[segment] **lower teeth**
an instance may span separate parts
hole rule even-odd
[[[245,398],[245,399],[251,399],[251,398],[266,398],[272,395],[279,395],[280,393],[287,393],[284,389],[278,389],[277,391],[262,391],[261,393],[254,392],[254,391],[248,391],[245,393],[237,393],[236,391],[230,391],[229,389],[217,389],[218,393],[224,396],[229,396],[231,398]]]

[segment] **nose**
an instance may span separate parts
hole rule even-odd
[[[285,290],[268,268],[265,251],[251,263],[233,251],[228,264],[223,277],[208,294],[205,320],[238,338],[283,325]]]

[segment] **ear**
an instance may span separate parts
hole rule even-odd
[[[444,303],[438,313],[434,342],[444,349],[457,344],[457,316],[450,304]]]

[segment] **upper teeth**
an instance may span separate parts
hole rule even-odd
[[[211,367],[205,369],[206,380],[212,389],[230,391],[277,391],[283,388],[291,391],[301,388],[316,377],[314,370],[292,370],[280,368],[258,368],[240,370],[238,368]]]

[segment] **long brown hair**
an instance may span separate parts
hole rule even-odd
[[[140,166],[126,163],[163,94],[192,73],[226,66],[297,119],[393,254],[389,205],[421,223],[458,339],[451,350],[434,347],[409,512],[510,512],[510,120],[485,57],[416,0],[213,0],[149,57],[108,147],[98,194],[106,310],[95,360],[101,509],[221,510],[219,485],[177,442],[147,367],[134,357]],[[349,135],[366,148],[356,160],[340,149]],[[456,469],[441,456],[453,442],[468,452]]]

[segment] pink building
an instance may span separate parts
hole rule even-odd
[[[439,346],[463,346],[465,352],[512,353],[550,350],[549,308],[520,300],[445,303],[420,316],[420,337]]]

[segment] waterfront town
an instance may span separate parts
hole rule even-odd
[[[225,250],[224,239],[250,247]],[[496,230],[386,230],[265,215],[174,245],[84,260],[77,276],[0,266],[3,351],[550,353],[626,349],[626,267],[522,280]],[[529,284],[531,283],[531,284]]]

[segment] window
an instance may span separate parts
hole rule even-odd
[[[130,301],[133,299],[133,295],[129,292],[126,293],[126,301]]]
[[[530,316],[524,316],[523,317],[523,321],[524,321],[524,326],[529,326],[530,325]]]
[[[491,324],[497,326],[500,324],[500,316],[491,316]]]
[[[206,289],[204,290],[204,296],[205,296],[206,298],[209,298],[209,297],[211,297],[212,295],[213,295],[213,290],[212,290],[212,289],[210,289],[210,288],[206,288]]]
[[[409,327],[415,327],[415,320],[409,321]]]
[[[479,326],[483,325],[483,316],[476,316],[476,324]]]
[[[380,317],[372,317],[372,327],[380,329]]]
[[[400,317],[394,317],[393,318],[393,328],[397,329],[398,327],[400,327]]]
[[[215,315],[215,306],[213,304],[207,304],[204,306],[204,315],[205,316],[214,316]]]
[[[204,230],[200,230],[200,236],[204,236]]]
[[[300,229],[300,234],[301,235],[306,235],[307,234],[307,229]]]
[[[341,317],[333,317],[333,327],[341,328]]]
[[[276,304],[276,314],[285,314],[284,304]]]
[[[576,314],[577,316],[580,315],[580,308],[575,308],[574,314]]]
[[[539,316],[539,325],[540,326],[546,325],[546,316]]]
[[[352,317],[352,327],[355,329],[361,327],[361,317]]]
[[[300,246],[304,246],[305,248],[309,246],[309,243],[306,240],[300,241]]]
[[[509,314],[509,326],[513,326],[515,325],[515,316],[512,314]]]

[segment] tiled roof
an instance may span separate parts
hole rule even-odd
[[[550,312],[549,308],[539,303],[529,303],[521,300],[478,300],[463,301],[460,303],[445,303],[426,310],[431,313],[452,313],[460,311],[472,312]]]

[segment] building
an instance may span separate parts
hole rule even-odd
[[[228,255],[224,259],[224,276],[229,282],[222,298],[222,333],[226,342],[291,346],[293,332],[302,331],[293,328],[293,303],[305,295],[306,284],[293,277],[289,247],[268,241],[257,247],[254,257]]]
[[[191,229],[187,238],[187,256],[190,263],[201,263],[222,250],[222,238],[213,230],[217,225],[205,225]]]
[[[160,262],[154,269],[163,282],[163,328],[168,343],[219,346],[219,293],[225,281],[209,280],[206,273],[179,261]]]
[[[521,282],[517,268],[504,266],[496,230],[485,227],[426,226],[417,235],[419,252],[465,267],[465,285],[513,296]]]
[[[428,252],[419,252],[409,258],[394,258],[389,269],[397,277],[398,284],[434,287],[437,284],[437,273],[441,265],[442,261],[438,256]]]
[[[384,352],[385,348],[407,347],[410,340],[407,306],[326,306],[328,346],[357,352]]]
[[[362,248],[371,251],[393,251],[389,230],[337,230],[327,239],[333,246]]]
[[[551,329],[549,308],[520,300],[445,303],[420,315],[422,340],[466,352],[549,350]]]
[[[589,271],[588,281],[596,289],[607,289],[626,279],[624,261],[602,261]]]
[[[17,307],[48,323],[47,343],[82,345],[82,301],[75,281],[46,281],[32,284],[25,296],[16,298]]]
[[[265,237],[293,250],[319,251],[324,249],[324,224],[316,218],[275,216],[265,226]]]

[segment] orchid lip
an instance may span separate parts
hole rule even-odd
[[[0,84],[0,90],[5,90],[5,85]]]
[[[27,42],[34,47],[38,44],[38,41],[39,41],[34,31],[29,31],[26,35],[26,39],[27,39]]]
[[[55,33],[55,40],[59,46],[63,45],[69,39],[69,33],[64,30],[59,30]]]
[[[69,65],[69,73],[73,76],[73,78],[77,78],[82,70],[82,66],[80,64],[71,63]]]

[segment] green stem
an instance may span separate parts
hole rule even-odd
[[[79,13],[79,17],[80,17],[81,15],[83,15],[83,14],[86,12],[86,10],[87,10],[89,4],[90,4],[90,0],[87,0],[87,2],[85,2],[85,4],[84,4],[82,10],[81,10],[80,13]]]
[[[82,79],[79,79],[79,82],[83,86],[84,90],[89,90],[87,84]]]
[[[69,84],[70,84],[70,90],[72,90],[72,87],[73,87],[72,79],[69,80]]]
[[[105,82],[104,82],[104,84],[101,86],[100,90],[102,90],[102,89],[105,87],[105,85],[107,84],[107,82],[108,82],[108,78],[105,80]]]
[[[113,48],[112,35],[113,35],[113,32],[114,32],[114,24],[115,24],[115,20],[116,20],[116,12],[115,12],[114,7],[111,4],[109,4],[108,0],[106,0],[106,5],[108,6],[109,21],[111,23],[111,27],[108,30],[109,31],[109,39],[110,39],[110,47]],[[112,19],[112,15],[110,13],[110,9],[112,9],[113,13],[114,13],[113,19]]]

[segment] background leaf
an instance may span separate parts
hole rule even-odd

▶ _Work to complete_: The answer is one number: how many lines of the material above contain "building".

▶ _Exercise response_: 2